§ Data for the task:
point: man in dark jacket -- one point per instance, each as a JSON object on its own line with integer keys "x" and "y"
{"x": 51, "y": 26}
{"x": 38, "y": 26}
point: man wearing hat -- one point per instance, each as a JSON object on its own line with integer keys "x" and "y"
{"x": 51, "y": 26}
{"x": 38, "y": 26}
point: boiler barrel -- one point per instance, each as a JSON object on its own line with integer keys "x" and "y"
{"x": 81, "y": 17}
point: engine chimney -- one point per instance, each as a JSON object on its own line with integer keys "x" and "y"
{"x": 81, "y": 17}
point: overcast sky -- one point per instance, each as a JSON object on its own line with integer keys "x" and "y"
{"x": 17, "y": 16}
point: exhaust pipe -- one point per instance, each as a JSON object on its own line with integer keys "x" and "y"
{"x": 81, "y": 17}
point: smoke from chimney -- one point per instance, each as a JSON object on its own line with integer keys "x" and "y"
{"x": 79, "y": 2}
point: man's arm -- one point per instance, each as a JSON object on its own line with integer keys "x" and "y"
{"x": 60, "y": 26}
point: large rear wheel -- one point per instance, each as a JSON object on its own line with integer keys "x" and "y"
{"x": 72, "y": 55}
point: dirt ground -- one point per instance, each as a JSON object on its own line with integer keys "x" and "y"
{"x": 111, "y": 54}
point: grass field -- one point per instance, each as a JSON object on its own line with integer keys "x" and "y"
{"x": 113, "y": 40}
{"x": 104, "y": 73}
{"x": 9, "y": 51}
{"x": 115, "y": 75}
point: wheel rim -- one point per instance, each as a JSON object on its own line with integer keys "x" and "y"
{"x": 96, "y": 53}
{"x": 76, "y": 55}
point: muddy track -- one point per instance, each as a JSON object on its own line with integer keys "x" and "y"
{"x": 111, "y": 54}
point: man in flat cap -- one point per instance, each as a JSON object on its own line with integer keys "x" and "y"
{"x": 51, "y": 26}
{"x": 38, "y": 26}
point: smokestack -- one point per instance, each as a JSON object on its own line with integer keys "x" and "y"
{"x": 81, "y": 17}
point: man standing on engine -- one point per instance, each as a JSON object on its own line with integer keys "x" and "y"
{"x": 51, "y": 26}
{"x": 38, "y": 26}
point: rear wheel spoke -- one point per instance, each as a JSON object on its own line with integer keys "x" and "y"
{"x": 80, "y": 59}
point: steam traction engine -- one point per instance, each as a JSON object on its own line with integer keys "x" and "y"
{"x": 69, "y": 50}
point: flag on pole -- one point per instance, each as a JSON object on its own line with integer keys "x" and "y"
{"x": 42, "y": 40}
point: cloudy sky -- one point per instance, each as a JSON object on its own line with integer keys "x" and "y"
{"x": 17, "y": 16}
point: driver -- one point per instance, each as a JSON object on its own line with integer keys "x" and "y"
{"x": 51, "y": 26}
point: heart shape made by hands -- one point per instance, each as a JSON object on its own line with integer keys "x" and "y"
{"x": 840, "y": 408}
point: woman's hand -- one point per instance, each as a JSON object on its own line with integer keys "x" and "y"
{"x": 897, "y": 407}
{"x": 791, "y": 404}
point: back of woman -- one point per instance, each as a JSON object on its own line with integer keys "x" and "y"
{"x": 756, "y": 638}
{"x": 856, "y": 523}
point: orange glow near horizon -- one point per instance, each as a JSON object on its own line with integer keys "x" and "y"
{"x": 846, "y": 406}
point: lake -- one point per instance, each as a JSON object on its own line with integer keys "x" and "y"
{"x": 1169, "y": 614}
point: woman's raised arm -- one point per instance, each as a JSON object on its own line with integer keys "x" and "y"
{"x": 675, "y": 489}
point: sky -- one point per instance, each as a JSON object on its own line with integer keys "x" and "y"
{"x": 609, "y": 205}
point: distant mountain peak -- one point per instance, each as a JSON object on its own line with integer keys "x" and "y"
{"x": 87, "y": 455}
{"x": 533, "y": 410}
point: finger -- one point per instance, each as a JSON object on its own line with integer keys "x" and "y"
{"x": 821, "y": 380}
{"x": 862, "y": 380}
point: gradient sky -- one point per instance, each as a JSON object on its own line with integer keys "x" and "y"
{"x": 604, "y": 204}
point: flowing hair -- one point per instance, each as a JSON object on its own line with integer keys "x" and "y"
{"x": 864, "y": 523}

* * *

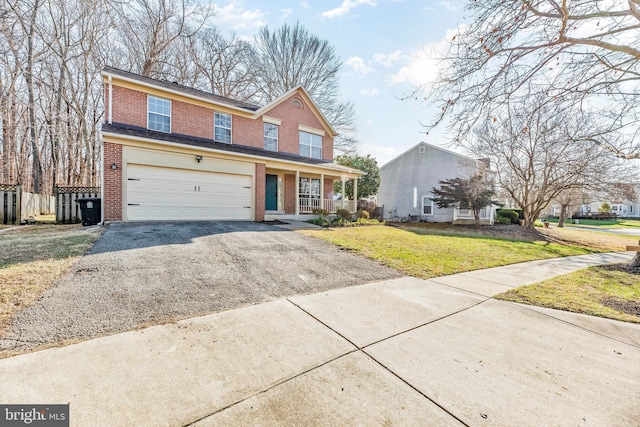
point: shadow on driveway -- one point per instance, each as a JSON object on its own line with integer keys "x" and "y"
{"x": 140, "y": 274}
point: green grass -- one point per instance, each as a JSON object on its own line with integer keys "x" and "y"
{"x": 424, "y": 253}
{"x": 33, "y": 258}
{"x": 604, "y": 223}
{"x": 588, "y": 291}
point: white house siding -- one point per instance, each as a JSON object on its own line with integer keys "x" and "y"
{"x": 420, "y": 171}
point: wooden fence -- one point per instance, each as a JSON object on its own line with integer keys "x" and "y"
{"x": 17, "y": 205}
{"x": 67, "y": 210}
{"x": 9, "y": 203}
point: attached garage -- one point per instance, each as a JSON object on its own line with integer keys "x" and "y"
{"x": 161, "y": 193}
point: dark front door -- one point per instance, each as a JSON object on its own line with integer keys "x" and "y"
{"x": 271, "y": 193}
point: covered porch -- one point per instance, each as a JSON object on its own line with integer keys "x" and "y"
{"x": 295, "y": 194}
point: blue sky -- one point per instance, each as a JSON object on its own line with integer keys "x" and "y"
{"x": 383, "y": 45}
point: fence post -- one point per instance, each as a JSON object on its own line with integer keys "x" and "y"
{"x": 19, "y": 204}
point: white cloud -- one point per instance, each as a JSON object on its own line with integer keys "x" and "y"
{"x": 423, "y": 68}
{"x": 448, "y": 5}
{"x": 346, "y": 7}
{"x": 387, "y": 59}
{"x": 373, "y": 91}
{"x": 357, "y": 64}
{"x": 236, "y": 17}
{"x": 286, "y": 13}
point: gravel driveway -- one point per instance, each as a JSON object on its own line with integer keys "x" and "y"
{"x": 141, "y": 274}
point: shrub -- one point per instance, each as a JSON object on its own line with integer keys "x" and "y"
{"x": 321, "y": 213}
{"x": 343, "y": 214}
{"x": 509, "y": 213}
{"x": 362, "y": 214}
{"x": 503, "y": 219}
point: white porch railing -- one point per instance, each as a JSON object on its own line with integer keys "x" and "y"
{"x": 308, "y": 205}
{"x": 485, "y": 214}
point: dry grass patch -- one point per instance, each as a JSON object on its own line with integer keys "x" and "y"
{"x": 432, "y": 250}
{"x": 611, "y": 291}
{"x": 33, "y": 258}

§ Given task:
Locate every line in the records that contains the word "driveway" and copy each one.

§ Final result:
point: shadow on driveway -- one point per instance, each as a JSON object on its own line with integer keys "x" and "y"
point: gravel driveway -- one point per instance, each as a JSON object on its own line with integer keys "x" and "y"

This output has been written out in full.